Exercise instructions - Count the lines in the material below that contain the word "black", and reply with that number alone.

_____

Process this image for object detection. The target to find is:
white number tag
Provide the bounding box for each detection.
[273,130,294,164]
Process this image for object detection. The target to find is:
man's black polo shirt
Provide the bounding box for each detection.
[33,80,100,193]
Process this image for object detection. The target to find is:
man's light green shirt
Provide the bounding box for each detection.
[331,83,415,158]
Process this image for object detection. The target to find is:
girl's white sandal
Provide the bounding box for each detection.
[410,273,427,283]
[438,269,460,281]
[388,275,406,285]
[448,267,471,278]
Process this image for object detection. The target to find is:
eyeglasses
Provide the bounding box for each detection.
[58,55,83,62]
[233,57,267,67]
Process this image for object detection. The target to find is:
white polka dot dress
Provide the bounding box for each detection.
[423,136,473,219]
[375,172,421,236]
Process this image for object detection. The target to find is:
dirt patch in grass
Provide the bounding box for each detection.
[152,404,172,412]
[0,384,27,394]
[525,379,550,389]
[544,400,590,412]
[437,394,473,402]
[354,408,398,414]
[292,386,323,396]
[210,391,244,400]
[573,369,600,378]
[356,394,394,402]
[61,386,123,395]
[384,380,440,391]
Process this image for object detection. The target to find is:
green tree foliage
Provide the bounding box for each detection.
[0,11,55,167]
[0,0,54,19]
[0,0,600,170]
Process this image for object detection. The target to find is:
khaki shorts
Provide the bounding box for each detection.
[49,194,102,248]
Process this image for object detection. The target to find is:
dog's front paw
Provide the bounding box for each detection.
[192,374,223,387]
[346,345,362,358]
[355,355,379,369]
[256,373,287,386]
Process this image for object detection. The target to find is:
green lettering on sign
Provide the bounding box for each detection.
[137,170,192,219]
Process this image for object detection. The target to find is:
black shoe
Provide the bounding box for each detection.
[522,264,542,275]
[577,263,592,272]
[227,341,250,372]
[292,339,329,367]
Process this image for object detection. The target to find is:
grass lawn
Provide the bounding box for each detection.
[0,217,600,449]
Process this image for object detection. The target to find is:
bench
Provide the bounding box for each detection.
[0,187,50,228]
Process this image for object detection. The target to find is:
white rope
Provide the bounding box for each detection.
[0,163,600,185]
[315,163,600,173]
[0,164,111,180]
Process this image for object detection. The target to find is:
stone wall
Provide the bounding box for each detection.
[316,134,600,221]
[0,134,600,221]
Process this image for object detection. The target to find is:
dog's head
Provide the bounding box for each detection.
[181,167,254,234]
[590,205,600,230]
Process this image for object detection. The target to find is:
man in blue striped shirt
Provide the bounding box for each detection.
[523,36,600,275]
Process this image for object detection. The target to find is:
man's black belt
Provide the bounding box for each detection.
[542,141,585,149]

_____

Result - 3